Goal ▸ Recast these entries as a two-column CSV with the columns "instruction" and "boxes", one row per entry: the labeling text goes in "instruction" and its answer in "boxes", each in a single quoted field with any line breaks replaced by spaces.

(Data listing)
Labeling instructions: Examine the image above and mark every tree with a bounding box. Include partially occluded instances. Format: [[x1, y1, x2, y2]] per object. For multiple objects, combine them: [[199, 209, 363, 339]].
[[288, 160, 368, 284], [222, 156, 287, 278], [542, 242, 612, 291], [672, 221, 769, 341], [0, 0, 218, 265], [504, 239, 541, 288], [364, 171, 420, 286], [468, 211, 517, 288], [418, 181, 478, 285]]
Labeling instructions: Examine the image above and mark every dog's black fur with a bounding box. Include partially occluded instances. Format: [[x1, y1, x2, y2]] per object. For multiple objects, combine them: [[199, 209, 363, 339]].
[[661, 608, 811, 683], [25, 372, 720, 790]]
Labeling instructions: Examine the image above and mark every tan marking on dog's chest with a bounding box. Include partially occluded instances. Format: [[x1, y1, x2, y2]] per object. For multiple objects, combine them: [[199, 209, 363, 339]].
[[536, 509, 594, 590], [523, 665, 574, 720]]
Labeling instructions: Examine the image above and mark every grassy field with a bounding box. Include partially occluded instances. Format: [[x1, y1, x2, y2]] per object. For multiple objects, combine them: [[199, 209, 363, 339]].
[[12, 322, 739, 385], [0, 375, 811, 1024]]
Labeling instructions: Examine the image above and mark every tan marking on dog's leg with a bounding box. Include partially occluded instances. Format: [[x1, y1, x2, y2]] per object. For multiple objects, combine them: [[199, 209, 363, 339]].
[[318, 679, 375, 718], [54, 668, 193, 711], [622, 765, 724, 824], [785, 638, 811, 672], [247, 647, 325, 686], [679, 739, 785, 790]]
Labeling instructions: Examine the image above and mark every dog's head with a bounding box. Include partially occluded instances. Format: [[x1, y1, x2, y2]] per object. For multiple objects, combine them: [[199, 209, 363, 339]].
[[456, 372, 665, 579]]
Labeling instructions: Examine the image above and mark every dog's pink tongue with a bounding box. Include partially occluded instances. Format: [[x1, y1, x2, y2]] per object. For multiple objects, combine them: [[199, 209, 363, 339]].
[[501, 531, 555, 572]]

Answer to this problem ▸
instruction,boxes
"Labeling instructions: Examine the image above and mark every tree with a bounding box. Include partially occluded instances. Format: [[x1, y1, x2, y2]] per object. For multiple objects, combine them: [[199, 209, 363, 339]].","[[288, 160, 368, 284], [222, 156, 287, 278], [542, 242, 612, 291], [672, 221, 769, 341], [0, 0, 218, 265], [504, 239, 541, 288], [364, 171, 420, 286], [468, 211, 517, 288], [418, 181, 478, 285]]"
"Labeling instructions: Examine the image above and mark every dog's black fur with a bounding box. Include partially occluded instances. Format: [[x1, y1, x2, y2]] per object. For multiple objects, combine them: [[199, 209, 363, 339]].","[[661, 608, 811, 683], [25, 372, 720, 790]]"
"Labeling instructions: Examine the image above and mark every tan marking on dog's chest with a bounding box. Include partially occluded instances. Format: [[x1, y1, x2, y2]] per object. For multiple objects, combine them: [[199, 209, 363, 339]].","[[536, 509, 594, 590], [523, 665, 574, 720]]"
"Labeling instructions: Examine the image above and mark every grassy field with a bounding box. Include partially occluded instances. Format: [[x1, y1, x2, y2]] per object. For multiple objects, combine them: [[199, 209, 363, 339]].","[[12, 322, 739, 385], [0, 375, 811, 1024]]"
"Labeling instructions: Examine the image above and mark every tan marking on dog's leg with a bounding box. Include partially occluded instances. Format: [[x1, y1, x2, y2]] per object. For multiple objects, combine them: [[199, 209, 363, 339]].","[[318, 679, 375, 718], [54, 668, 193, 711], [622, 765, 724, 824], [785, 638, 811, 672], [247, 647, 325, 686], [679, 739, 785, 790]]"
"Labeling instructions: Examine the image above and mark every dog's head with a bounding box. Include partially occluded instances. Format: [[x1, y1, x2, y2]] per object. For multiple objects, combine them: [[199, 209, 363, 339]].","[[456, 372, 665, 579]]"
"Labeling instructions: Examine the image above and mark every dog's pink tongue with a bounding box. Include partially occluded instances. Format: [[x1, y1, x2, y2]] per object. For multiple objects, combine them: [[199, 209, 363, 339]].","[[501, 531, 555, 572]]"